## Given instruction
Reproduce every one of the lines below word for word, leaving out the pictures.

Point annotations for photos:

======

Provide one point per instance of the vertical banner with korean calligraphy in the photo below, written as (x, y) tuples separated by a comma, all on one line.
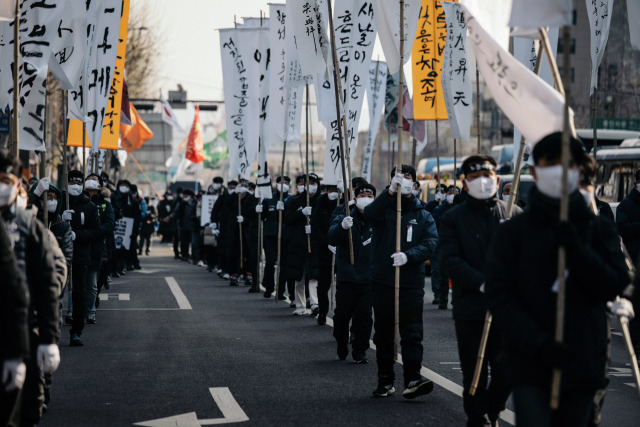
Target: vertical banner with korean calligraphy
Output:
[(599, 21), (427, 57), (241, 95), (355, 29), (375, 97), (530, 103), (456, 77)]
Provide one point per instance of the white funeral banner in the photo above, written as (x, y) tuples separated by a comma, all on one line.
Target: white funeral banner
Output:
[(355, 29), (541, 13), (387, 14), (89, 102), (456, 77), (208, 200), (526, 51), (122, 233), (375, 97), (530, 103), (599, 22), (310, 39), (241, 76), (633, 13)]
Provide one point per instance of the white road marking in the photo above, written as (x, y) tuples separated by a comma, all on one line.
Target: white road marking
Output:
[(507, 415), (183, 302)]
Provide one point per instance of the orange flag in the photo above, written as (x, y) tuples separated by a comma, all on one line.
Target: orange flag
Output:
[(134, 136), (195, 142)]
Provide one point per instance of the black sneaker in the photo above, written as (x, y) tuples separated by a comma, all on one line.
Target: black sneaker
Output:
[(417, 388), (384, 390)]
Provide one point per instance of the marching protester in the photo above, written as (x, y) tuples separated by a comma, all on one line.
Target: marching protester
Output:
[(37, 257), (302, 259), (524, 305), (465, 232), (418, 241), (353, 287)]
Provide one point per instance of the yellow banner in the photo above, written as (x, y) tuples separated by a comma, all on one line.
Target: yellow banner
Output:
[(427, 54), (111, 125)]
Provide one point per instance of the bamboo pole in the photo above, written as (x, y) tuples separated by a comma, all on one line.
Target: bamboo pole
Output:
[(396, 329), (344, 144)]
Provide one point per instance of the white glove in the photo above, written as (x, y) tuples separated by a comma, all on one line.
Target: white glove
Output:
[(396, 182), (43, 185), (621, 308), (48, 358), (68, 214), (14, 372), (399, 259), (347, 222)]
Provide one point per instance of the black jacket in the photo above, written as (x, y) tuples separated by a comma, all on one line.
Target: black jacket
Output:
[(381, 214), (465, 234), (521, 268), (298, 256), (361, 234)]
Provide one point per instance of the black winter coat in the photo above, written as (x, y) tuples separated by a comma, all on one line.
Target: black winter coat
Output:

======

## Answer to this problem
Provide one point per instance of the vertical banner with korean calligraphy in the photo below, written as (x, y) tuples separated by a comma, all on one line.
Target: vertical banner with korean calligraphy
Output:
[(599, 21), (427, 57), (241, 95), (355, 29), (375, 97), (530, 103), (456, 77)]
Provide one point per instance of the white funeral banner in the photo above, written as (x, y) tuples separated by a comma, all on one line.
Target: white funeral banner
Output:
[(355, 29), (541, 13), (387, 14), (89, 102), (456, 77), (208, 200), (526, 51), (122, 233), (375, 97), (530, 103), (599, 22), (310, 39), (241, 76), (633, 13)]
Provide one point per instance of the white road marking in the photo above, written as (x, y) tuples separated by a comma, all on one line.
Target: white road marking
Output:
[(507, 415), (183, 302)]
Provide one point per instance of the orange flag in the photo above, written as (x, y) tuples separated by a comma, all on one line.
Target: orange flag
Output:
[(134, 136), (195, 142)]
Provide one point per instance of the black sneaker in the photo above, written as (x, y) tuples separated by a comma, all on one line.
Target: black sneaker
Output:
[(417, 388), (384, 390)]
Provide one point per instance of the marching protester in the photo above, written as (x, y) tuples separated by a comma, all on one line.
Target: marching protester
Output:
[(37, 257), (302, 259), (524, 305), (465, 232), (418, 241), (353, 287)]
Provide one point per instance of the yellow banner in the photo above, written as (x, y) tuples separated by a comma, all on one line.
Target: yellow banner
Output:
[(427, 54), (111, 125)]
Provide one point per instance of the bamboo pole in the photo above, written as (x, y) tuples separated by a comma, all on one line.
Target: bamboo pole
Output:
[(396, 329), (344, 144)]
Provide one point per instance of the white glove in the photo above, written as (x, y) tuples separated by a comma, all on one line.
Target: white glove
Output:
[(396, 182), (43, 185), (621, 308), (48, 358), (68, 214), (14, 372), (399, 259), (347, 222)]
Provide one point per instance of the black jacket in the photo above, written as (x, y) tuples separated by a comma, all on one line.
Target: black jacket
Output:
[(381, 214), (465, 234), (521, 268), (298, 256), (361, 234)]
Provide one point per instance of the black winter coat in the photo above, written as (x, y) tuples separated by a comma, all on one line.
Target: black winter coat
Output:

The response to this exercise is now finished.